*What you should do*:
Pick out each line of the records below that contains the string "bird" and copy those lines in full. Case matters, so count only lines where the letters match exactly.

#### Entries

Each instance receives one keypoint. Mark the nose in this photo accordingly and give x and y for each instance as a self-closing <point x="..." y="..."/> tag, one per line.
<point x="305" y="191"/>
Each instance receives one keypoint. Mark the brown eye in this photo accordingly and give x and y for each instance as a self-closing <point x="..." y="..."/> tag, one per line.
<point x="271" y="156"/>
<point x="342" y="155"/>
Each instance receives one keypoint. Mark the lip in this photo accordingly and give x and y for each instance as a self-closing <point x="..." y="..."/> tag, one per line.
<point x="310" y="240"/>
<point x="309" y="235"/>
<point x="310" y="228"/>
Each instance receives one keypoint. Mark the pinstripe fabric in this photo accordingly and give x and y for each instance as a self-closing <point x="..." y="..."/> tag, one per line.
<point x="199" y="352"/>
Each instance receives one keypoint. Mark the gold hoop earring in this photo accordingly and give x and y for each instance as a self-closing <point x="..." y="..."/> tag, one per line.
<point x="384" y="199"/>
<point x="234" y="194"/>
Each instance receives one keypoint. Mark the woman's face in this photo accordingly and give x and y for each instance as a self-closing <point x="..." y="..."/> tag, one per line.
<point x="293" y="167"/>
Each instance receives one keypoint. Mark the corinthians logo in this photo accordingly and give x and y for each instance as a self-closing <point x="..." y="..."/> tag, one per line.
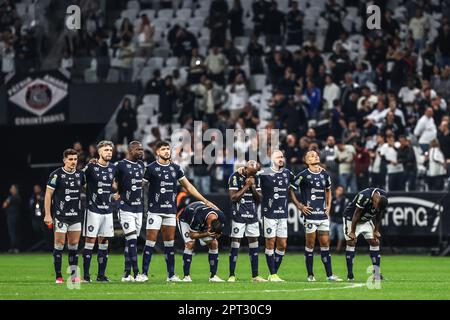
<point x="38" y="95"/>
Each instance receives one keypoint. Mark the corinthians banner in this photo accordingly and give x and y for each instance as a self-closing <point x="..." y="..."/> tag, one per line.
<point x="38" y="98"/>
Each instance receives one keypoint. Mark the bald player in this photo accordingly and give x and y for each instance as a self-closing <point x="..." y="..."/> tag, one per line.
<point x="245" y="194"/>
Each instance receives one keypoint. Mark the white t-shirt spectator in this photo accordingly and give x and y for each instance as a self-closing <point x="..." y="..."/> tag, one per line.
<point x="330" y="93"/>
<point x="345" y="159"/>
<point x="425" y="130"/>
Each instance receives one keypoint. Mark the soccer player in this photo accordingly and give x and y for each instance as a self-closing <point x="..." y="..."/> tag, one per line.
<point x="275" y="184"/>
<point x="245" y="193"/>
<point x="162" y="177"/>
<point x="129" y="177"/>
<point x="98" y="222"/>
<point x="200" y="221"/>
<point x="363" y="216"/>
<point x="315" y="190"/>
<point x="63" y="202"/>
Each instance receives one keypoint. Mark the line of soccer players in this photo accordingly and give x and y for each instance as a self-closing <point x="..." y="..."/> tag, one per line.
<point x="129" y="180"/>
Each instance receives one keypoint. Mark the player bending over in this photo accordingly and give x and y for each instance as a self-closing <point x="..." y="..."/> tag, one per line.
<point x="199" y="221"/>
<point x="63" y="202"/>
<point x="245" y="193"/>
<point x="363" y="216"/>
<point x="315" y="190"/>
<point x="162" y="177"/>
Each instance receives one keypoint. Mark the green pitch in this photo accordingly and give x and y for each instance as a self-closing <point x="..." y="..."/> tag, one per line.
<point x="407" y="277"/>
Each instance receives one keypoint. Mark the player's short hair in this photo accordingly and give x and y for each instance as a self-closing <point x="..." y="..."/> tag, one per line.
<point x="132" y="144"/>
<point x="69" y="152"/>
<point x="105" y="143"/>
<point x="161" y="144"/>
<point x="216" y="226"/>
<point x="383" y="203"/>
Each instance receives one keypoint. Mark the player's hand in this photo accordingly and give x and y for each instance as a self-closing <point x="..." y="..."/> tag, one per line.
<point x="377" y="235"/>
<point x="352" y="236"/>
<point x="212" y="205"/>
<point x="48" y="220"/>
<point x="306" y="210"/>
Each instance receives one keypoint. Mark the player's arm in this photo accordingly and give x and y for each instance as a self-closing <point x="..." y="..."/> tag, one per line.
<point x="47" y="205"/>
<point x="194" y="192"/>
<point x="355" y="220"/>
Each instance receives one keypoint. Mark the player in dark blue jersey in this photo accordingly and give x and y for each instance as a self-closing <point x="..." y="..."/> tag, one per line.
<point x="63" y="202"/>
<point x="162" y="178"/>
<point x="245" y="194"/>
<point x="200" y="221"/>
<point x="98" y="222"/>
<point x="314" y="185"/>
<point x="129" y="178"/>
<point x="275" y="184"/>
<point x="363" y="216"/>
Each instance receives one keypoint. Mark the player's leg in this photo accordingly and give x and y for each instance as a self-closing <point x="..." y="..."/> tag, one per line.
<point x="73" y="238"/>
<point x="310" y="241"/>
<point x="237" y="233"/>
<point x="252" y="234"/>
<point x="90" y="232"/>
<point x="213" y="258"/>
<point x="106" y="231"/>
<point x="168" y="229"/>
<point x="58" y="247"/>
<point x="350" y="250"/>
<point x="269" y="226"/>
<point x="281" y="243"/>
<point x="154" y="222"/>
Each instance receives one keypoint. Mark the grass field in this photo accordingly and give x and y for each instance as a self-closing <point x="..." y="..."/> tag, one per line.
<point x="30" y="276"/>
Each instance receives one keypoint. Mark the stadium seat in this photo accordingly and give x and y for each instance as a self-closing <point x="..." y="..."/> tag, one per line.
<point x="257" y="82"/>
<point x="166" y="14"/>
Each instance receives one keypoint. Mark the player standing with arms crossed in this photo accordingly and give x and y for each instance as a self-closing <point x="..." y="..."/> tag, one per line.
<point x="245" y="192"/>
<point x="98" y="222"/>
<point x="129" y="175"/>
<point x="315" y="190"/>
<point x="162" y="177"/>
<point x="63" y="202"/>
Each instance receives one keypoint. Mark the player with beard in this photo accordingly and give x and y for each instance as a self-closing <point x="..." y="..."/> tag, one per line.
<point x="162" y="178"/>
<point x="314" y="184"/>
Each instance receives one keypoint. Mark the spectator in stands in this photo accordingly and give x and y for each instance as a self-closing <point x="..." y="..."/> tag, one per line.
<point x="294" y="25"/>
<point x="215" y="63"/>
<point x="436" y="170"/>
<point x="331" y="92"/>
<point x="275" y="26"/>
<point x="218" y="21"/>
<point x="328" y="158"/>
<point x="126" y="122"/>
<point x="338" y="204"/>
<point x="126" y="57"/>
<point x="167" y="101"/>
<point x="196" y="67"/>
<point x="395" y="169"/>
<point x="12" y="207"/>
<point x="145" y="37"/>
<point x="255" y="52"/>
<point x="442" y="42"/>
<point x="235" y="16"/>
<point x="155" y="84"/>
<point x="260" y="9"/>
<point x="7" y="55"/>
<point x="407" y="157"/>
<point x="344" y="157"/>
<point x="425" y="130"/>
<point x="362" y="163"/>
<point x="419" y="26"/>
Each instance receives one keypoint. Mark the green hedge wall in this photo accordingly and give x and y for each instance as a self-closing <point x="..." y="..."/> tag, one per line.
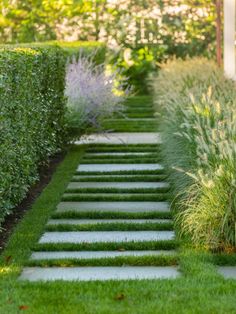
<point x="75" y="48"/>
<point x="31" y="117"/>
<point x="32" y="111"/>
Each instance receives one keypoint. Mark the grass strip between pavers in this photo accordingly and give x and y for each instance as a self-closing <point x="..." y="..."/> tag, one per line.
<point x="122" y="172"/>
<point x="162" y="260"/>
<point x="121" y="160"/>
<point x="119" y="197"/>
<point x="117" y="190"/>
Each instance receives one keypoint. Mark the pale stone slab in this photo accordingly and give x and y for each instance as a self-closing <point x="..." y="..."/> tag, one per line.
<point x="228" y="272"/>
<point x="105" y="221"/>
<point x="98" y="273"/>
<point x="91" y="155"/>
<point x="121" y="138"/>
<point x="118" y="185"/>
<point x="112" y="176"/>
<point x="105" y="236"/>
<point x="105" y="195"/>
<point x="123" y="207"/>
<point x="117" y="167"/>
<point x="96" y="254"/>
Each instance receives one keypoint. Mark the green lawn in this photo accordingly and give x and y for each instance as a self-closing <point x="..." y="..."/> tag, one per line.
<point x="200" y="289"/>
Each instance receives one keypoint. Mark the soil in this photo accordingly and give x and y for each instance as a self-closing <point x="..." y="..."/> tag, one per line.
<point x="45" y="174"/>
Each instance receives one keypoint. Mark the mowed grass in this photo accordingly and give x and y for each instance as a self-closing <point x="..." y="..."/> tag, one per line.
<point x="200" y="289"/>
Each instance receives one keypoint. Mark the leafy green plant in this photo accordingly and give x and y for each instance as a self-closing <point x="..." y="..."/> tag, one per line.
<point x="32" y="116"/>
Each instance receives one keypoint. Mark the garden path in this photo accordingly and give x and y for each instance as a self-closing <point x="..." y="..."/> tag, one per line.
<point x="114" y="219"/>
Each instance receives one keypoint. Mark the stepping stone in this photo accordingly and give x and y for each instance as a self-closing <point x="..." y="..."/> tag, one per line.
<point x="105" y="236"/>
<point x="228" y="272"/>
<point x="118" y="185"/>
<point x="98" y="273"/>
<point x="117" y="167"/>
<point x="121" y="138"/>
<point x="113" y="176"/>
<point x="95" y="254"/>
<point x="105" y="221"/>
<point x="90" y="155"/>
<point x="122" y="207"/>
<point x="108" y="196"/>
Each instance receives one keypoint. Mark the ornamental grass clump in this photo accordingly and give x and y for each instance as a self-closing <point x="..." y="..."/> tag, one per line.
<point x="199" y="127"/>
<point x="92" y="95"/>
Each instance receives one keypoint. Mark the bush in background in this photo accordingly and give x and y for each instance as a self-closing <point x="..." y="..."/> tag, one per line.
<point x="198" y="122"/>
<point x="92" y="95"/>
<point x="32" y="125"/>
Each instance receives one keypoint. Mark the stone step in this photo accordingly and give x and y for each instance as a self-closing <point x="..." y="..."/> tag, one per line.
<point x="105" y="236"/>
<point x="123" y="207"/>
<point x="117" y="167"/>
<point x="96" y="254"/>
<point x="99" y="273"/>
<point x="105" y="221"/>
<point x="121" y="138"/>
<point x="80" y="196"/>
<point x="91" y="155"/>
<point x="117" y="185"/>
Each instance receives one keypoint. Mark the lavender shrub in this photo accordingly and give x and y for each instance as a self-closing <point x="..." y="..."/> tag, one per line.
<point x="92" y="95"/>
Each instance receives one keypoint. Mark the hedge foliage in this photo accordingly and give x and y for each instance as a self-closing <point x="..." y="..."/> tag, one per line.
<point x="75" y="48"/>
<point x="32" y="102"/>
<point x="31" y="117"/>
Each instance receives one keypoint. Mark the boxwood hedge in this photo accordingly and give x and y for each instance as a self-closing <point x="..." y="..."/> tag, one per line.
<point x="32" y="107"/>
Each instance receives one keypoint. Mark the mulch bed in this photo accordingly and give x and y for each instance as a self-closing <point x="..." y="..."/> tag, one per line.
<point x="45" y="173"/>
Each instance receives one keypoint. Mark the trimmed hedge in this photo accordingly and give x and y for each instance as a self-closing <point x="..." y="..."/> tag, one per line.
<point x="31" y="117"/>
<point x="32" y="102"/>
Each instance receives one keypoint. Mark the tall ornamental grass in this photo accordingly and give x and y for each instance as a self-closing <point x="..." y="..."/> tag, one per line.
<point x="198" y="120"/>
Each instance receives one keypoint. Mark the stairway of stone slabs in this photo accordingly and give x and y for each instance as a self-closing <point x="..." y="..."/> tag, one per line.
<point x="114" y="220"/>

########
#### Entries

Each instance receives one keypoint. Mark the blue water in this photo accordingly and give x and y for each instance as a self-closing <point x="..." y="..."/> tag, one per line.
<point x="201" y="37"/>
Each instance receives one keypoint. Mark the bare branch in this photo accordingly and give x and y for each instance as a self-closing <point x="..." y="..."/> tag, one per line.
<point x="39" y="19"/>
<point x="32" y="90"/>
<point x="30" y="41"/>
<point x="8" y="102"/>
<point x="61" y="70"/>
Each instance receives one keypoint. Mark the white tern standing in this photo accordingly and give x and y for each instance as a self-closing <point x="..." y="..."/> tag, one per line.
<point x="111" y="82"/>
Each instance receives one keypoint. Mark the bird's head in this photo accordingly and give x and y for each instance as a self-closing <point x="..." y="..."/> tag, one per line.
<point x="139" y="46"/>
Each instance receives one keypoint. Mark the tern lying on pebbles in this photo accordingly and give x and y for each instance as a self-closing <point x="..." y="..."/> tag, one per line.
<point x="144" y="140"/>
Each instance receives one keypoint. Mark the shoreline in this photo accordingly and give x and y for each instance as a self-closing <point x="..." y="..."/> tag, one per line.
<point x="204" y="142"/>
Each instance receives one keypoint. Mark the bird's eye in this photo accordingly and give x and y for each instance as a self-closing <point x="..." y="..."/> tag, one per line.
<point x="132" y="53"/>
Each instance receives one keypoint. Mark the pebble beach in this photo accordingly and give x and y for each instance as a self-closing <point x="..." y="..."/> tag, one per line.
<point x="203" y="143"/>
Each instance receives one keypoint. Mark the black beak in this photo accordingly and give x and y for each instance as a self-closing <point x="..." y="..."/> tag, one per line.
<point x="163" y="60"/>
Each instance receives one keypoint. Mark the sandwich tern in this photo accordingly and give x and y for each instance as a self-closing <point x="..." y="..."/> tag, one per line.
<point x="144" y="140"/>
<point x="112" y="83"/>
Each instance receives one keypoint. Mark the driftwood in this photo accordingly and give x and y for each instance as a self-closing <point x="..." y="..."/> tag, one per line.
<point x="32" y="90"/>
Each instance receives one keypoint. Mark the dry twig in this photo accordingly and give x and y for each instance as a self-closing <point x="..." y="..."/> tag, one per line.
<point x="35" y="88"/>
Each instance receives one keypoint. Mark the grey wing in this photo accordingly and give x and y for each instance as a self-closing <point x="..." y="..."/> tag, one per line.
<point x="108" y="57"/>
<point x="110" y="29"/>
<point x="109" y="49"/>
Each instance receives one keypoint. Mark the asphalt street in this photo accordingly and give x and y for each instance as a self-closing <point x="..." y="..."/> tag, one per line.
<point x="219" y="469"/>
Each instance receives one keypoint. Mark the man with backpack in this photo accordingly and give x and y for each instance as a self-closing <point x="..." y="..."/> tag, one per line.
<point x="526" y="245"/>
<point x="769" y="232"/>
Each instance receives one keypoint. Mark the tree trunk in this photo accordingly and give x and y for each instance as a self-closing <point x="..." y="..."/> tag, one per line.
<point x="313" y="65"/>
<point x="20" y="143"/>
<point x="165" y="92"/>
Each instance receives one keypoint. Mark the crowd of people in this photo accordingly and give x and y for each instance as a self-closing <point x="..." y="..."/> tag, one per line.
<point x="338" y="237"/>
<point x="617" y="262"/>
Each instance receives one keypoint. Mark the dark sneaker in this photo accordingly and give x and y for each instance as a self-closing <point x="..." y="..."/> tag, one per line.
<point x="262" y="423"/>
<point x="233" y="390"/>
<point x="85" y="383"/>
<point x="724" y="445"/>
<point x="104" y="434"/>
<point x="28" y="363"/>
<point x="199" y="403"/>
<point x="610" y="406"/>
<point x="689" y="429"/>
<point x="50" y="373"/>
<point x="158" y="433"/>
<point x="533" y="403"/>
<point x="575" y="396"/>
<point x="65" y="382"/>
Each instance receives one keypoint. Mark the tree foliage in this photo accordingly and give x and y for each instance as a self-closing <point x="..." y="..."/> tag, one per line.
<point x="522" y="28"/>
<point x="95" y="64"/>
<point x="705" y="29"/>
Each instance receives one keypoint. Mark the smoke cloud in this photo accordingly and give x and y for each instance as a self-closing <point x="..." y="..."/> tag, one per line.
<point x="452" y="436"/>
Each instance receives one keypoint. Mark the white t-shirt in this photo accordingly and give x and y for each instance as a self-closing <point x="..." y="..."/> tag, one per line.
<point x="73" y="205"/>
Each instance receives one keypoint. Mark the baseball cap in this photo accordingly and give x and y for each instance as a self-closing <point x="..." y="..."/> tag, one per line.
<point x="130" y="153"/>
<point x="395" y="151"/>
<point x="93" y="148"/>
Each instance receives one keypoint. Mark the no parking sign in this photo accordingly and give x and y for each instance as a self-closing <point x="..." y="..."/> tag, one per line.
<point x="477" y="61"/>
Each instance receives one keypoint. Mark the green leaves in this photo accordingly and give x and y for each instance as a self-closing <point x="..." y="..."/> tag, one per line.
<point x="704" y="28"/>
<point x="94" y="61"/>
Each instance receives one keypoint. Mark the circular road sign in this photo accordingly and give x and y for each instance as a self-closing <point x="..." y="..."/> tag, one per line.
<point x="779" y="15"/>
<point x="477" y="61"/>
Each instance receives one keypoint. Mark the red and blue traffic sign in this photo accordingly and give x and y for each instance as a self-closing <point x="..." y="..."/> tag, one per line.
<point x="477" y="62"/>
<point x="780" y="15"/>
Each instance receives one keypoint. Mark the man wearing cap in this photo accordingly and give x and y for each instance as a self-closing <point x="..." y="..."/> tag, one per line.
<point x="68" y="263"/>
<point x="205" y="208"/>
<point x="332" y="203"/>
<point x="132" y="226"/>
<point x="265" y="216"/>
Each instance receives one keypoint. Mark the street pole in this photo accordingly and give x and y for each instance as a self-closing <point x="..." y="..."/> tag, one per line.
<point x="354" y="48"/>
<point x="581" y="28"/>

########

*Complete response*:
Each instance receives one keypoint. Mark the bird's head in this photo accordingly and give x and y for each instance as a self-closing <point x="..." y="..."/> tag, one per line.
Each instance receives one keypoint. Mark the bird's eye in this photo accordingly and give x and y for each instance as a self-closing <point x="..." y="..."/> tag, one per line.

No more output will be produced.